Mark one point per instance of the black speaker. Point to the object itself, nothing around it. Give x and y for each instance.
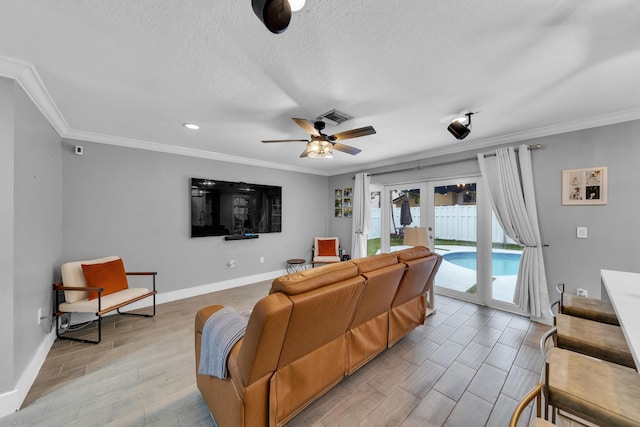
(458, 130)
(274, 14)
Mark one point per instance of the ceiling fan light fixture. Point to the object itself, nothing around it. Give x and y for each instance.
(274, 14)
(460, 130)
(320, 150)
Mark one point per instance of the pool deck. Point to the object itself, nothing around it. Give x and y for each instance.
(461, 279)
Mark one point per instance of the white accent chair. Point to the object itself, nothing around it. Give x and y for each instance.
(77, 297)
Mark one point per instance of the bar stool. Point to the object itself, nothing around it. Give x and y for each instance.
(535, 393)
(597, 391)
(600, 340)
(587, 308)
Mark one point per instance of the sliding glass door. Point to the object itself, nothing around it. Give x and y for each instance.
(456, 235)
(393, 210)
(480, 262)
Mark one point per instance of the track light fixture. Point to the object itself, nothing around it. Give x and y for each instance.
(459, 129)
(274, 14)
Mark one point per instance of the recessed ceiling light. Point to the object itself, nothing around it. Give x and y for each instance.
(191, 126)
(296, 5)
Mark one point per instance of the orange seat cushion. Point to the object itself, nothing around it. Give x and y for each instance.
(109, 275)
(327, 247)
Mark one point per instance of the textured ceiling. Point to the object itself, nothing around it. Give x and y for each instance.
(131, 72)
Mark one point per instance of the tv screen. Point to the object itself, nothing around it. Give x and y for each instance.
(222, 208)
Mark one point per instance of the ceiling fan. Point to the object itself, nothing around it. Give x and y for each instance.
(321, 145)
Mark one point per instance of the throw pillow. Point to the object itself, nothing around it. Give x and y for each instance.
(327, 247)
(109, 275)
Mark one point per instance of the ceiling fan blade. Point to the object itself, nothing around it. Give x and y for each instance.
(346, 148)
(305, 153)
(353, 133)
(307, 126)
(286, 140)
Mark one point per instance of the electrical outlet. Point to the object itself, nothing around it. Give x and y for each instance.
(581, 232)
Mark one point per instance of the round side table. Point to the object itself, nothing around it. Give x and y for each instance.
(295, 264)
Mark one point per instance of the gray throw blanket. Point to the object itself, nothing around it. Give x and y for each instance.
(220, 333)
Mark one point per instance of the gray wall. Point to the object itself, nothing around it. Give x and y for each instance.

+ + +

* **Ziel der Aufgabe**:
Gib alles von der Zeile mit „Mark one point per instance of the gray throw“ bis zum Ende der Datensätze vollständig wieder und verschiebe dabei jede Zahl in den Koordinaten der Antworten um -102.

* **Erwartetes Ergebnis**:
Mark one point per instance of the gray throw blanket. Point to the object itself, nothing around it. Give x and y for each instance.
(118, 231)
Mark one point per instance of the gray wall. Point to the object itself, nothing around it. Give x and y for each instance.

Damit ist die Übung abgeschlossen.